Pointing records

— begin —

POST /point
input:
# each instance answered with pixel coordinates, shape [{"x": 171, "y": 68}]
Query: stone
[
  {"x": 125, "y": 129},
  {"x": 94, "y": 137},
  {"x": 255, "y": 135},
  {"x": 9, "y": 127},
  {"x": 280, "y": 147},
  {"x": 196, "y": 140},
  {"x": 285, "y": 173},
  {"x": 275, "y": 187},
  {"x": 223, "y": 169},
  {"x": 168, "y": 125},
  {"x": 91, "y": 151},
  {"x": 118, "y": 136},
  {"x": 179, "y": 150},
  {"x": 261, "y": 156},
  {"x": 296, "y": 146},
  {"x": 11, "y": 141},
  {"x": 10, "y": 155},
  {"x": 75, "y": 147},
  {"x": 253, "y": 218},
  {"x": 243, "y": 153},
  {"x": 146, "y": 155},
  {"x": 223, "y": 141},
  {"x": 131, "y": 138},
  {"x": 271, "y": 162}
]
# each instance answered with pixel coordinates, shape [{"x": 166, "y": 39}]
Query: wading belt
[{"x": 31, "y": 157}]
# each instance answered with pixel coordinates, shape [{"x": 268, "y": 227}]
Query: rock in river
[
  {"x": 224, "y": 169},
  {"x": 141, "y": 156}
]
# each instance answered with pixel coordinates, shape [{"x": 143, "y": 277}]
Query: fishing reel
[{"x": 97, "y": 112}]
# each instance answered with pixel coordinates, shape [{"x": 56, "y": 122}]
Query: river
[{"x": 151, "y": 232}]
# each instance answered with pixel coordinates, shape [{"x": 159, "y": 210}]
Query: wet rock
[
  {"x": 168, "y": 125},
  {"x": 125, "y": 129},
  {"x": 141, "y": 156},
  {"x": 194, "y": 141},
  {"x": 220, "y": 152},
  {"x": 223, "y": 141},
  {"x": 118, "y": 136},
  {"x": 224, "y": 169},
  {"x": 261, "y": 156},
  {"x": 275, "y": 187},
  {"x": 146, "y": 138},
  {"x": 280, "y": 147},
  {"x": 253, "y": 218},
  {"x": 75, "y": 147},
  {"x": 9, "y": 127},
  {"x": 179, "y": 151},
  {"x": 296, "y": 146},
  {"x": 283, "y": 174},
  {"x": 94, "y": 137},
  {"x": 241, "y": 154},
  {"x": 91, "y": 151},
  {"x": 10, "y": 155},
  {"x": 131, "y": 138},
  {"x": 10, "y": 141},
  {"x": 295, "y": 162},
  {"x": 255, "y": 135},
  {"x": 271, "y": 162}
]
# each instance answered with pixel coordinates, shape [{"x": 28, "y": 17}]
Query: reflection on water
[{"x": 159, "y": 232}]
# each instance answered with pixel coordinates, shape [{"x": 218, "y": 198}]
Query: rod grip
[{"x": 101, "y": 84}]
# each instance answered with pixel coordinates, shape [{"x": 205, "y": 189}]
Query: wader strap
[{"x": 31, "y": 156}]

— end —

__JOB__
Identify each line in the records that contains the string "shape", and copy every such line in full.

__IN RESPONSE__
# each instance answered with pixel coordinates, shape [{"x": 171, "y": 68}]
# each instance answered with pixel coordinates, shape [{"x": 166, "y": 39}]
# each instance answered with pixel coordinates, shape [{"x": 268, "y": 227}]
# each instance answered with pixel coordinates, shape [{"x": 143, "y": 277}]
# each instance answered with pixel coordinates, shape [{"x": 56, "y": 122}]
# each instance answered with pixel coordinates, shape [{"x": 159, "y": 210}]
# each instance answered with pixel coordinates, shape [{"x": 28, "y": 17}]
# each instance answered with pixel coordinates, shape [{"x": 218, "y": 198}]
# each instance answered with pixel coordinates, shape [{"x": 205, "y": 189}]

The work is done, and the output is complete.